◆ WHAT THIS EXERCISE ASKS:
a) Using the passage on the 9.2-inch guns, answer these:
(i) For which two Norwegian coastal defense ships were the guns first intended?
(ii) What was the bore length after relining?
(iii) In what year were the remaining four guns scrapped?
b) According to the passage on the 9.2-inch guns, why were the existing guns relined after Britain took over the ships?

◆ SELECTED PASSAGE:
— begin —

A weapon with an interesting history. These were originally designed and the first three completed by Elswick as 24 cm/50 (9.45") Pattern 'E' guns. These guns were to be used on the Norwegian coastal defense ships Bjöergvin and Nidaros which were then under construction by Armstrongs. At the start of World War I, the ships were taken over by Britain and renamed HMS Glatton and HMS Gorgon. The existing guns were then relined down to 9.2" (23.4 cm) in order to use standard ammunition and three additional guns were completed to this caliber. The actual bore length after relining was 51.35 calibers.
These weapons were some of the longest ranged guns in the world in 1918, exceeded only by the 18" (45.7 cm) guns used on the monitors HMS General Wolfe and HMS Lord Clive. A total of six of these 9.2" (23.4 cm) guns were made, but two were lost when HMS Glatton suffered a serious fire and was scuttled in Dover Harbour in order to prevent a magazine explosion. HMS Gorgon was scrapped after the war and the remaining four guns were offered to the Army in 1922. This offer was declined and the guns were scrapped in 1923, a decision that might have been regretted in 1940 when there was a great need for long range guns for the defense of Dover.

— end —

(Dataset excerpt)
— begin —

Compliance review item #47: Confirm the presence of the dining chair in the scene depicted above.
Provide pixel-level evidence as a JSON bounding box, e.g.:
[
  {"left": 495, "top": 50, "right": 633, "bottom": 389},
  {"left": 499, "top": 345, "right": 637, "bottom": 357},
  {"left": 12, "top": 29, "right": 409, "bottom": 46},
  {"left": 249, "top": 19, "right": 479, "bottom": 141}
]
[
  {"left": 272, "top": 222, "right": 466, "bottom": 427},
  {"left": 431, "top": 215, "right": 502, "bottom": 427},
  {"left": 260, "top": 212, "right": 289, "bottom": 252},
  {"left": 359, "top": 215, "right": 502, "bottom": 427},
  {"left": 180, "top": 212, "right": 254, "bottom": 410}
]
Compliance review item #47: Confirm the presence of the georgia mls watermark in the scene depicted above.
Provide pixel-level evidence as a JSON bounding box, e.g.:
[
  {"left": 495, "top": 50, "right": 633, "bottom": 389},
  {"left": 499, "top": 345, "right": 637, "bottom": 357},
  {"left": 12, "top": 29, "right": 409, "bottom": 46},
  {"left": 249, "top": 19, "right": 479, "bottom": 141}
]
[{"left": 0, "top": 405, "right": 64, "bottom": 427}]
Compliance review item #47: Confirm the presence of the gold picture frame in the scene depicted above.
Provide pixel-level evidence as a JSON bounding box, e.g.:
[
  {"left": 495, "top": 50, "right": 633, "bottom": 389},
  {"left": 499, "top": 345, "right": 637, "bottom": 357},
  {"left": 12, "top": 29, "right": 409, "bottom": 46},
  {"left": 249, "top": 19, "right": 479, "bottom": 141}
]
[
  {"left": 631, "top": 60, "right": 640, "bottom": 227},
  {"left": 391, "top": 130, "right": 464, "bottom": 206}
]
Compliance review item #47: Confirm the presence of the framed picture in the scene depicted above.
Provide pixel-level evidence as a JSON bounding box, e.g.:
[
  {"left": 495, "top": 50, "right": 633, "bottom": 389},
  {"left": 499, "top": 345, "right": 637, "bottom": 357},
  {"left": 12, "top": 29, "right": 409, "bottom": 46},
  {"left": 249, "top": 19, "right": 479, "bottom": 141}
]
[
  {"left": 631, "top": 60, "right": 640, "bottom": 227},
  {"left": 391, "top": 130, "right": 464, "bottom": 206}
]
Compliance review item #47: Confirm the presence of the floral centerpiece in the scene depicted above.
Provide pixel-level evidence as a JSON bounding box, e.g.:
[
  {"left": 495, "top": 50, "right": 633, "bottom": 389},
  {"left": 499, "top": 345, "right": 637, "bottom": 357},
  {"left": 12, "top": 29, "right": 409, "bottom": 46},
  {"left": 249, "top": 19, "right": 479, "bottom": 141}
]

— end —

◆ TASK RESULTS:
a)
(i) Bjöergvin and Nidaros
(ii) 51.35 calibers
(iii) 1923

b) The guns had been built as 24 cm (9.45") pieces. They were relined down to 9.2 inches (23.4 cm) so that they could use standard ammunition.